Aim ->
Rewrite the lines from the start of the listing through the line containing "[[[729,44],[729,121],[735,130],[762,133],[762,44]]]" as a numbered list, leaving out any blank lines.

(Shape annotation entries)
================================
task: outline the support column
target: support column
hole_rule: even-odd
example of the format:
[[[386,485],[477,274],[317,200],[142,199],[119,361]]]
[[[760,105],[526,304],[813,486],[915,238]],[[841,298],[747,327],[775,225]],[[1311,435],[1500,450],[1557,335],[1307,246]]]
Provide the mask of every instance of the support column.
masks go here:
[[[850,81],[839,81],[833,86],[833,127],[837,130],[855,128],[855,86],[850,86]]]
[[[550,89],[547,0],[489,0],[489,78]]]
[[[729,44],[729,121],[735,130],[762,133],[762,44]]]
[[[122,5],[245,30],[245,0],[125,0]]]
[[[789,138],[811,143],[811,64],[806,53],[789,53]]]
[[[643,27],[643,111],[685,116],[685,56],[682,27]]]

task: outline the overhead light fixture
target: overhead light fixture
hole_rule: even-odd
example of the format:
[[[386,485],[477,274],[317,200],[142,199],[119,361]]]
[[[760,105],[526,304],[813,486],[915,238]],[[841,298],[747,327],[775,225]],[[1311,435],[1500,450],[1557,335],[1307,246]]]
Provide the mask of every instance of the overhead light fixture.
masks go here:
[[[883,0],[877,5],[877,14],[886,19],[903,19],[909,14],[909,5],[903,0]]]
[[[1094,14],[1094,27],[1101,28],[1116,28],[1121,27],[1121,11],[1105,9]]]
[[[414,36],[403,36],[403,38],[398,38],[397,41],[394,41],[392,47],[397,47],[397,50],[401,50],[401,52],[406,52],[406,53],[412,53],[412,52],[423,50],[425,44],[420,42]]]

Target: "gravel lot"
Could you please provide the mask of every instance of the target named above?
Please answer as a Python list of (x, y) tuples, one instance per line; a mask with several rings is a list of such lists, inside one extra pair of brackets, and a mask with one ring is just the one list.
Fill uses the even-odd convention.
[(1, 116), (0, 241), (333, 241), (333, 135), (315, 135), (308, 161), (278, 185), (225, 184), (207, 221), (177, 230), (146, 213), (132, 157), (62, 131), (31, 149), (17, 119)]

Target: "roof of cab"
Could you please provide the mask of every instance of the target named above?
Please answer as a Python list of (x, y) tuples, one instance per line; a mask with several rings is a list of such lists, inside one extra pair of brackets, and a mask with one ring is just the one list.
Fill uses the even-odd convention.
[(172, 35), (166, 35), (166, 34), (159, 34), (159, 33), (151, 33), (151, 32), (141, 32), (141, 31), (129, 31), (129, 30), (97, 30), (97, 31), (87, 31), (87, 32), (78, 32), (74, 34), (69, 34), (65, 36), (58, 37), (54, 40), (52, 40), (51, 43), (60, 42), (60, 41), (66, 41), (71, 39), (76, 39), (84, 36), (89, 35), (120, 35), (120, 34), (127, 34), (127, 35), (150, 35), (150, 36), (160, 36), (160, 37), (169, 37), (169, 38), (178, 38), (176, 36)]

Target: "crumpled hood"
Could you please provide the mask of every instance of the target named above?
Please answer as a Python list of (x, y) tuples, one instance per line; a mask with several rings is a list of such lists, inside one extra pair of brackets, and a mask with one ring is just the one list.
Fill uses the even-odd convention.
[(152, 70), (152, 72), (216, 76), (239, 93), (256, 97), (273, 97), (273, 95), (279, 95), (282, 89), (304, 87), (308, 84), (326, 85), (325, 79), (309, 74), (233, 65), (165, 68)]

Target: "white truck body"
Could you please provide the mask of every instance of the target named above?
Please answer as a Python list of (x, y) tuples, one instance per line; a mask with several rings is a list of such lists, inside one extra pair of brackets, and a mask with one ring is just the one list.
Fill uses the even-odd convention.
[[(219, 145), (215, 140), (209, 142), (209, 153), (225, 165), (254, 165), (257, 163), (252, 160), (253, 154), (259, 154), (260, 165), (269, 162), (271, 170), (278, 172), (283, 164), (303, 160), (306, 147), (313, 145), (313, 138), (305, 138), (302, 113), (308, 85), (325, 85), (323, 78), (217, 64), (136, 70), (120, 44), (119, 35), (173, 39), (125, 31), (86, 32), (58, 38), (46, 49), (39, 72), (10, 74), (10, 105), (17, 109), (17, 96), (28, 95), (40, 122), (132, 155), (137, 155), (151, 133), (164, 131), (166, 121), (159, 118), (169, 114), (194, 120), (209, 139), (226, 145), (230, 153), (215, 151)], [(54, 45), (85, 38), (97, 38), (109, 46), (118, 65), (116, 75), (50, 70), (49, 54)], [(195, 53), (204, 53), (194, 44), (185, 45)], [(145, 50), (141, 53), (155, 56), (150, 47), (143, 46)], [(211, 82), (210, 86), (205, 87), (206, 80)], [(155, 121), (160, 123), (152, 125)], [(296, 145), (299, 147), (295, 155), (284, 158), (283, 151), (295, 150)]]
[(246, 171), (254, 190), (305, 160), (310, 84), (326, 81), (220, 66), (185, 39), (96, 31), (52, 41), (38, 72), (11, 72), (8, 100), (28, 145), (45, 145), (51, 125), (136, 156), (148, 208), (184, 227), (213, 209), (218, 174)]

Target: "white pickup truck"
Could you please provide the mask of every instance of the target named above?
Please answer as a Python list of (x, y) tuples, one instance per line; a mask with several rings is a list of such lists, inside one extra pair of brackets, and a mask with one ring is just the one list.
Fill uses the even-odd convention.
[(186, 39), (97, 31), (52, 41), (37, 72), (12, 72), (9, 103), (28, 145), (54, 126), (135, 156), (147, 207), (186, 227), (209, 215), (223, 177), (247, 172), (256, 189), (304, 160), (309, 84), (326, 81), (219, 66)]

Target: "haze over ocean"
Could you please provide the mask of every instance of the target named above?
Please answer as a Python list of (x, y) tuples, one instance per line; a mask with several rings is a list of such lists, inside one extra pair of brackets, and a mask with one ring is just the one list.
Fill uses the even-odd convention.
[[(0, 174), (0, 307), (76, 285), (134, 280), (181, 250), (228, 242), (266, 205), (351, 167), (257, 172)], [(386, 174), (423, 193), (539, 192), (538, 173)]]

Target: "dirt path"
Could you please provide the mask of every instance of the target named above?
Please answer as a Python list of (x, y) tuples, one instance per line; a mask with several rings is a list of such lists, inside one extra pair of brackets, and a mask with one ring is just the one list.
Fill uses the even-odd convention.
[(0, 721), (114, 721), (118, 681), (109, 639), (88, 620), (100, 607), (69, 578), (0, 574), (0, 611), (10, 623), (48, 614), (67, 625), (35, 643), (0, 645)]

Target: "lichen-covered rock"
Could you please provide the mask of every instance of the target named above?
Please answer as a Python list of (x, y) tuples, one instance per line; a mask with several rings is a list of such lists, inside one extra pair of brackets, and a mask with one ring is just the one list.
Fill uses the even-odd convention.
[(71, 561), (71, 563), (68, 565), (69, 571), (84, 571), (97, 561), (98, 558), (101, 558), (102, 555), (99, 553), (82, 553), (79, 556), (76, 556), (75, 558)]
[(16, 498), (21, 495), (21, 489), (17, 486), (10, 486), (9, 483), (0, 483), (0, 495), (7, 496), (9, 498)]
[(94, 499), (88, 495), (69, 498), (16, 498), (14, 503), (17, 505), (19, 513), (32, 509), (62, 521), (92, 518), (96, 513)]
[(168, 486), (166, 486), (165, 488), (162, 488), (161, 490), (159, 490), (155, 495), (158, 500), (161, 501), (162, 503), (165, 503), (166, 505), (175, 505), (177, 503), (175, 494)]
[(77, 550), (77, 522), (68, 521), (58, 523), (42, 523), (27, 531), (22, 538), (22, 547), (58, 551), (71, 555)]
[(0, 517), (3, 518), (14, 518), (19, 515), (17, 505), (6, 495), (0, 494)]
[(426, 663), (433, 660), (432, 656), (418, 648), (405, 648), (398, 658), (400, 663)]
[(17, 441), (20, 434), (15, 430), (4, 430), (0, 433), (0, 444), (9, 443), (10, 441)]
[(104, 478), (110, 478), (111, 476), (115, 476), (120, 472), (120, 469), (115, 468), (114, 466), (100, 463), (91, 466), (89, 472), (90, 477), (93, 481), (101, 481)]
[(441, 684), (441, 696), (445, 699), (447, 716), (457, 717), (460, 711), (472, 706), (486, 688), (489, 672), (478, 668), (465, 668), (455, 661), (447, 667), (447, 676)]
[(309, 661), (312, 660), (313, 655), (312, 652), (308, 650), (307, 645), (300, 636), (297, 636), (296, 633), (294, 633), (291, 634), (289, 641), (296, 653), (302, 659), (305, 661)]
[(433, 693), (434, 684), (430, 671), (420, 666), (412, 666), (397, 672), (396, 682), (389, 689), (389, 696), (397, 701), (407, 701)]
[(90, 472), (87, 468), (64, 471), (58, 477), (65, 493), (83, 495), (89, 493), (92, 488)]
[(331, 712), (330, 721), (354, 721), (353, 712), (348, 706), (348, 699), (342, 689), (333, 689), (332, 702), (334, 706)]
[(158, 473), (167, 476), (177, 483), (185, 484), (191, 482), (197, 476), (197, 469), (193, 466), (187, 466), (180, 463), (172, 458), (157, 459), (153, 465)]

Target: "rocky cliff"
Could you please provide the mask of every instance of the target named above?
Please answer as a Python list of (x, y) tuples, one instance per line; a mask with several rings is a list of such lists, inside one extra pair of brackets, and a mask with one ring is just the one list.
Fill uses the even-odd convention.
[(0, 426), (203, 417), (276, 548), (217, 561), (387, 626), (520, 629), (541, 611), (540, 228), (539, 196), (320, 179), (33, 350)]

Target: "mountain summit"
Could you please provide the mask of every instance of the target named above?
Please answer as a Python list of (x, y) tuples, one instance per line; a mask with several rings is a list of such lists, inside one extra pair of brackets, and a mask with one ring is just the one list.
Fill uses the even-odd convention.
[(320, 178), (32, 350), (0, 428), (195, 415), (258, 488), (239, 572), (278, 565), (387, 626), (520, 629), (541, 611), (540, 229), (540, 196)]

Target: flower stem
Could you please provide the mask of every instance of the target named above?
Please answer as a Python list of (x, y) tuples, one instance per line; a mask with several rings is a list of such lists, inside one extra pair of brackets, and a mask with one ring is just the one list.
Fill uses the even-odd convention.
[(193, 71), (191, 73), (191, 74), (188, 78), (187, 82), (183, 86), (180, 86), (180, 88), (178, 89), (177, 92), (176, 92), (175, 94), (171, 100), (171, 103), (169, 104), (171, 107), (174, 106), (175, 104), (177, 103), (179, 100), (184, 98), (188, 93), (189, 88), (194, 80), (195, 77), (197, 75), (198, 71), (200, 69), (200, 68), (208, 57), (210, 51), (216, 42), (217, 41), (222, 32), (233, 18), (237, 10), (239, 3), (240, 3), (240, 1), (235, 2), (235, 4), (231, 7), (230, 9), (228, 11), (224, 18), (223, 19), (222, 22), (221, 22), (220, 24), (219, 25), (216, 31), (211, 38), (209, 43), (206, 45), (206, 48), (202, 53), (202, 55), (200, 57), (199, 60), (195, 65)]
================================
Problem solution ->
1. task: outline the support column
2. target: support column
3. hole_rule: even-odd
4. example of the format:
5. [[[386,485],[477,274],[317,200],[142,199],[119,361]]]
6. [[[760,105],[526,304],[813,486],[915,238]],[[841,298],[747,327],[775,225]],[[1311,435],[1500,450],[1557,335],[1307,246]]]
7. Provide the mask of every instance of the support column.
8. masks go here:
9. [[[850,81],[839,81],[833,86],[833,127],[837,130],[855,128],[855,86],[850,86]]]
10. [[[550,89],[547,0],[489,0],[489,78]]]
11. [[[729,44],[729,121],[735,130],[762,133],[762,44]]]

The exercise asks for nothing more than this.